**Page**.
--- Begin ---

Connector Error Handling and Recovery

This page documents steps to recover a connector from a failed state using connector configurations. A connector runs in the background using the task processing framework to check entities for any change and sends messages to an external system for every change. The functionality of a connector has three stages that are active with the application:

Aggregating Change Events: Translates change events into aggregate events periodically.
Transforming Aggregate Events: Creates an activity for each unprocessed aggregate event. The activity transforms the event into a message and publishes that message.
Re-publishing Messages: Picks up messages that failed delivery and re-publishes them.

This process is continuous and vulnerable to errors.

Check on System Properties

You can check the system properties of a connector:

Table 1. Check on System Properties
Stage	System Properties	Default	Additional Information
Aggregating Change Events	ohi.connector.event.aggregation.activated	False	You need to change it to `True` to create an aggregate event.
Aggregating Change Events	ohi.connector.event.aggregation.interval	300	For every 300 seconds, the connector checks new change events to create new aggregate events.
Re-publishing Messages	ohi.connector.message.republishing.activated	False	You need to change it to `True` to enable the republishing of messages.
Re-publishing Messages	ohi.connector.message.republishing.interval	300	For every 300 seconds, the connector checks for the failed messages to republish.
Message publishing	ohi.connector.configuration.<0>.httpmethod	POST	If the connector sends messages in a PUT request, you must change the default operation to PUT. These operations are specific to the connector configuration.
Message publishing	ohi.connector.configuration.<0>.uri		You need to set it to the URL endpoint where the messages are published. The URL is specific to the connector configuration.

Check the Lifespan of a Task

Different tasks run for each stage. You can check how long a task has been running by looking at the creation date of the latest task and the lifespan of the task. A connector creates a new task every five seconds over the lifespan of a task. If a task lasts longer than its lifespan, it can be a reason for a failing connector configuration.

--- End ---

**Short task**.
Answer these questions from the connector page above.
(a) What does the stage called "Re-publishing Messages" do?
(b) What is the default value of ohi.connector.message.republishing.interval?
(c) How often does a connector create a new task over the lifespan of a task?

Location labeling records
--- Begin ---

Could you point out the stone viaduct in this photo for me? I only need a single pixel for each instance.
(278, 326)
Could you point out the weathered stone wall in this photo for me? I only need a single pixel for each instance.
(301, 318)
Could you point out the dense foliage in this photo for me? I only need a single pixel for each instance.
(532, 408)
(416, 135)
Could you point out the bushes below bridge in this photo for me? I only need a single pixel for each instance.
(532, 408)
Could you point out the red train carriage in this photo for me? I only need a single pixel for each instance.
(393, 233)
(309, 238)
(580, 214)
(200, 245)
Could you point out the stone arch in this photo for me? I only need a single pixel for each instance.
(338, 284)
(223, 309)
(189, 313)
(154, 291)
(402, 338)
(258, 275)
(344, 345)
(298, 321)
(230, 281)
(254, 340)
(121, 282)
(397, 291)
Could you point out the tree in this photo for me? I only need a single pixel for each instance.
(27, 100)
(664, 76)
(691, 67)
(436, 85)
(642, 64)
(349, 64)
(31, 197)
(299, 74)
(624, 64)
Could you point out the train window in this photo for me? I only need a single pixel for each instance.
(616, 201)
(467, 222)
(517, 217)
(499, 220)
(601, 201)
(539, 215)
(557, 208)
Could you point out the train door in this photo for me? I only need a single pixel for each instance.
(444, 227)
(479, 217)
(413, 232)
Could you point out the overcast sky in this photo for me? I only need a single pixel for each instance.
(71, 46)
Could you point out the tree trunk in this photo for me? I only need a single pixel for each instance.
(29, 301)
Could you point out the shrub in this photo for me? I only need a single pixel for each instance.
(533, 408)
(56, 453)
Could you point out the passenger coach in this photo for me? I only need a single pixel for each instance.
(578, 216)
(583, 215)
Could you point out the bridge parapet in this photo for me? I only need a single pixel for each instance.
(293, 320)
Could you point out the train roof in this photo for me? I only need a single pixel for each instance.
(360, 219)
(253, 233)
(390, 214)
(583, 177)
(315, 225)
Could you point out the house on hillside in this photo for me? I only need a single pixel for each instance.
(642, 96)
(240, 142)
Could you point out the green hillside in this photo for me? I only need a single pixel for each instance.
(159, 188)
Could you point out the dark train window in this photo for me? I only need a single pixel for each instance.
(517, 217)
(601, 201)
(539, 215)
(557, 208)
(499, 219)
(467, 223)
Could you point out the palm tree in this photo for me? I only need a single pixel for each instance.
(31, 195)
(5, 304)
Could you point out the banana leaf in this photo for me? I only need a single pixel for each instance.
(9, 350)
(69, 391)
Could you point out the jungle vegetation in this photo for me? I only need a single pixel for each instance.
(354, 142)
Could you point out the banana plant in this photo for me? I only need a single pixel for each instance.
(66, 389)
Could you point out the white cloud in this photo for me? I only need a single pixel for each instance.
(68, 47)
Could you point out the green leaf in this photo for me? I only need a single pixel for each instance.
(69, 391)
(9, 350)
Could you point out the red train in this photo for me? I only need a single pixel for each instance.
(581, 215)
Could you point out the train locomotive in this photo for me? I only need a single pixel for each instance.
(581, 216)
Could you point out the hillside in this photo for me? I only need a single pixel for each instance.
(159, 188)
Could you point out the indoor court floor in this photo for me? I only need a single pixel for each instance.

--- End ---

**Written answer**.
(a) It picks up messages that failed delivery and re-publishes them.
(b) 300, so the connector checks for failed messages to republish every 300 seconds.
(c) Every five seconds.